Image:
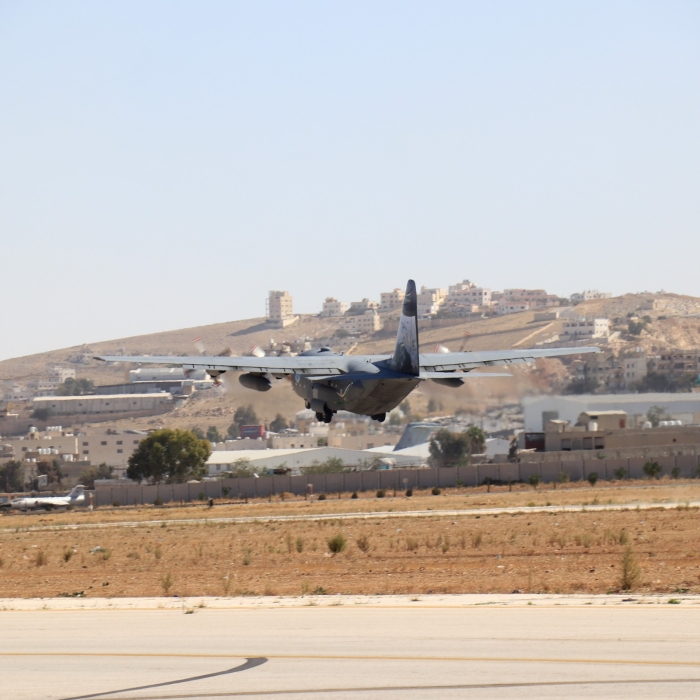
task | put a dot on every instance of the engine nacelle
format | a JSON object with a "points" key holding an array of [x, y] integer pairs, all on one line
{"points": [[256, 382], [453, 383]]}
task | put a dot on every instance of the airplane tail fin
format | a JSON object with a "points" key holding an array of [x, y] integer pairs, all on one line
{"points": [[405, 357]]}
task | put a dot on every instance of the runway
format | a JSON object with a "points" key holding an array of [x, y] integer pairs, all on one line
{"points": [[433, 647]]}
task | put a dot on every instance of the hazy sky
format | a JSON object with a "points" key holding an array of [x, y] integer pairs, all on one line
{"points": [[165, 164]]}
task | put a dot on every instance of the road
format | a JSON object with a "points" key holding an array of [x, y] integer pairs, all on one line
{"points": [[369, 515], [397, 648]]}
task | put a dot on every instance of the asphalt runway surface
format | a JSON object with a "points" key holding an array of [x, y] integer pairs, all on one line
{"points": [[354, 648]]}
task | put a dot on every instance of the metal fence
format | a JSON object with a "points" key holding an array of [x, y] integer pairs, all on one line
{"points": [[398, 479]]}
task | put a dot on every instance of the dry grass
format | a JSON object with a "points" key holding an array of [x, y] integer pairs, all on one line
{"points": [[564, 552]]}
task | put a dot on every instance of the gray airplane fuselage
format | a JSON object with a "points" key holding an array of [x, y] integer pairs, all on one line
{"points": [[379, 390]]}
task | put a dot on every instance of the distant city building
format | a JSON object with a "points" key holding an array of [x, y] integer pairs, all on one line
{"points": [[506, 306], [581, 328], [467, 293], [391, 300], [360, 307], [536, 298], [678, 361], [430, 301], [333, 307], [368, 322], [280, 313], [589, 294]]}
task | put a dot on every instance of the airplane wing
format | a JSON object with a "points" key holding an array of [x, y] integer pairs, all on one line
{"points": [[452, 361], [257, 365]]}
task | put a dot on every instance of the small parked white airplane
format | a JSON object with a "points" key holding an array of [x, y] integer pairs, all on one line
{"points": [[75, 498]]}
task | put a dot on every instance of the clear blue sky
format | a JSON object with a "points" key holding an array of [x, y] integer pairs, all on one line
{"points": [[165, 164]]}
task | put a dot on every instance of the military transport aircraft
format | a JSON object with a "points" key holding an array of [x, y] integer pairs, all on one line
{"points": [[369, 385], [75, 498]]}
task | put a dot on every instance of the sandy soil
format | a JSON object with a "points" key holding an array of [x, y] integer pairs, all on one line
{"points": [[470, 553]]}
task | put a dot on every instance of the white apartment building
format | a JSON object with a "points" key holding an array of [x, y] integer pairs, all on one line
{"points": [[369, 322], [466, 293], [358, 307], [279, 309], [104, 403], [506, 306], [430, 301], [580, 328], [589, 294], [391, 300], [333, 307]]}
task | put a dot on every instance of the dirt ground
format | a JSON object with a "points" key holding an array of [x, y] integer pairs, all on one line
{"points": [[470, 553]]}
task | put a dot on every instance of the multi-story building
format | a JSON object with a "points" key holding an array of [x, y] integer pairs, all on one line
{"points": [[391, 300], [430, 301], [589, 294], [279, 309], [506, 306], [333, 307], [104, 403], [676, 362], [582, 328], [368, 322], [360, 307], [536, 298], [466, 293]]}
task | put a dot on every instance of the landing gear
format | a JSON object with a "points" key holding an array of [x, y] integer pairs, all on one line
{"points": [[326, 416]]}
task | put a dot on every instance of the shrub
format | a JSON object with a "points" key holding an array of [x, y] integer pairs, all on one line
{"points": [[652, 469], [337, 543], [620, 473], [167, 582], [629, 570]]}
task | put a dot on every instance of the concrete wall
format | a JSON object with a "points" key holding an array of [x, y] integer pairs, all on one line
{"points": [[399, 479]]}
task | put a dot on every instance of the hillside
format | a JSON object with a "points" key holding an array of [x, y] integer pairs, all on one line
{"points": [[672, 325]]}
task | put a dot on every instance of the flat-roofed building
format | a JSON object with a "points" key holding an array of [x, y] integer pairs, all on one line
{"points": [[104, 403]]}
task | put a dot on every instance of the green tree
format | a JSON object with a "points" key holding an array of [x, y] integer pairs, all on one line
{"points": [[244, 415], [11, 476], [213, 434], [477, 439], [279, 424], [448, 449], [88, 476], [75, 387], [170, 455]]}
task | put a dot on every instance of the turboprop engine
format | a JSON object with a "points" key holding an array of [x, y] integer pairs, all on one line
{"points": [[257, 382]]}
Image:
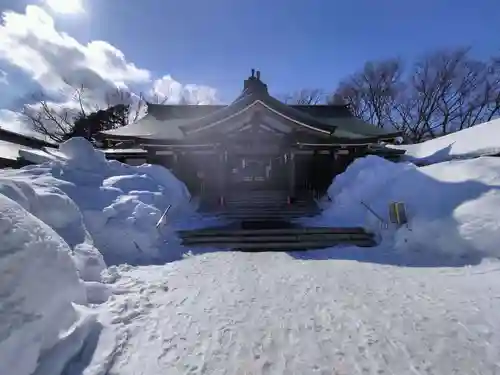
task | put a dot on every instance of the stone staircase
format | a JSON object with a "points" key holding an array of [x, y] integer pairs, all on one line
{"points": [[262, 220], [277, 239], [260, 206]]}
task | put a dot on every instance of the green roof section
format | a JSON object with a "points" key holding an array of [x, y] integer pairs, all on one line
{"points": [[178, 122]]}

....

== WORK REQUIRED ==
Copy every line of the records above word for word, leaving out the pictures.

== THE RESULT ==
Image:
task | put a dot on every instance of the engine nacelle
format | a JSON object with a "points" key holding an array of [x, y] integer pairs, all on one line
{"points": [[256, 382], [453, 383]]}
task | put a dot on every instance of the airplane tail fin
format | a JSON object with a "points" key holding an array of [x, y] integer pairs, all on one line
{"points": [[405, 357]]}
task | put a dot on every instance of the runway
format | a JSON object with a "points" key holding an array of [x, y] integer pairs, all on one line
{"points": [[433, 647]]}
task | put a dot on every instance of the hazy sky
format | a JSON object with a "points" key holding an array of [x, y] integer pairs, all on one line
{"points": [[165, 164]]}
task | put a dot on every instance of the road
format | a JSON object with a "points" key holding an array of [x, y] integer pairs, all on one line
{"points": [[369, 515], [397, 648]]}
task | put a dot on every instance of the asphalt runway surface
format | a JSON object with a "points" key holding an array of [x, y] integer pairs, all on one line
{"points": [[354, 648]]}
task | put a dot on every instance of the metal fence
format | a JSON object with a "points" key holding an array of [x, y] integer pairs, all on one line
{"points": [[398, 479]]}
task | put a dot on every instance of the dry grass
format | a JSON object with a "points" key holding an array of [x, y] integer pairs, all on one line
{"points": [[564, 552]]}
task | put a dot on every instance of the gray airplane fuselage
format | a JSON object with a "points" key holding an array of [x, y] integer pairs, all on one line
{"points": [[379, 390]]}
task | put a dot on every instance of the distant city building
format | a JSON object with a "points" key holding an array of [x, y] integer pairs, all on one line
{"points": [[506, 306], [581, 328], [467, 293], [391, 300], [360, 307], [536, 298], [678, 361], [430, 301], [333, 307], [368, 322], [280, 313], [589, 294]]}
task | put a dot on every instance of the airplane wing
format | a JSON object with a "points" key holding an array of [x, y] integer pairs, all on one line
{"points": [[452, 361], [257, 365]]}
task | put a dot on every instance of the small parked white airplane
format | a JSON object with a "points" key holding an array of [x, y] integer pairs, all on one line
{"points": [[75, 498]]}
task | put a dot on every instance of the clear blue sky
format | a JSON object with a "points" key holding an array of [x, y] integer pairs, all on one line
{"points": [[165, 164]]}
task | put a dot on every instance of the military transport aircraft
format | a JSON object with a "points" key holding an array of [x, y] integer pairs, all on one line
{"points": [[369, 385], [75, 498]]}
task | put a dot on every instance of the sandy soil
format | a JSON object with a "points" key holding an array of [x, y] integer pairs, all on one line
{"points": [[470, 553]]}
task | put a dot on every instance of the white apartment building
format | a JSON object with a "points" key holding an array of [x, y] integer pairs, all on one line
{"points": [[369, 322], [466, 293], [358, 307], [279, 309], [104, 403], [506, 306], [430, 301], [580, 328], [589, 294], [391, 300], [333, 307]]}
task | put a dot on every instance of the dirt ground
format | a JSON object with a "points" key holding an array of [x, y] integer pairs, all on one line
{"points": [[470, 553]]}
task | put a dot on every instance of the multi-story building
format | a JSON object with a "points" key holding an array of [x, y] integer pairs, all on one line
{"points": [[391, 300], [430, 301], [589, 294], [279, 309], [506, 306], [333, 307], [104, 403], [676, 362], [582, 328], [368, 322], [360, 307], [536, 298], [466, 293]]}
task | put a dot on every instance of the landing gear
format | a JSON object with a "points" key holding an array of [x, y] integer pairs, all on one line
{"points": [[326, 416]]}
task | put a dot on every instance of the shrub
format | a JSON object with a "points" key holding an array of [x, y] integer pairs, all on one line
{"points": [[652, 469], [337, 543], [620, 473], [167, 582], [629, 570]]}
task | put a dot on every instance of the concrete wall
format | a JSON object with a "points" key holding an array of [x, y] integer pairs, all on one line
{"points": [[399, 479]]}
task | put a dot on every instance of the hillside
format | a JSON object with a "points" key holding an array of [x, y] integer pairs, all on one line
{"points": [[672, 325]]}
task | put a dot on every instance of the flat-roofed building
format | a JSON object with a "points" key holding an array of [x, y] integer pairs, all on one line
{"points": [[104, 403]]}
task | put a dot on every instance of the green tree
format | a JSON object with a "points" key holding an array of [x, y] integer pairs, all on one line
{"points": [[244, 415], [11, 476], [213, 434], [477, 439], [279, 424], [448, 449], [88, 476], [75, 387], [170, 455]]}
task | put a dot on every instance of the turboprop engine
format | a JSON object with a "points" key holding an array of [x, y] integer pairs, all on one line
{"points": [[257, 382]]}
Image:
task | put a dot on every instance of the stone staircase
format | a JSON object with a "points" key holding an array of [x, y] integer pairs, all on one line
{"points": [[262, 220], [277, 239], [260, 206]]}
task | put a dot on every instance of the green roof section
format | a JSON object with a "points" key holding an array of [x, y] integer pairs, all on one line
{"points": [[178, 122]]}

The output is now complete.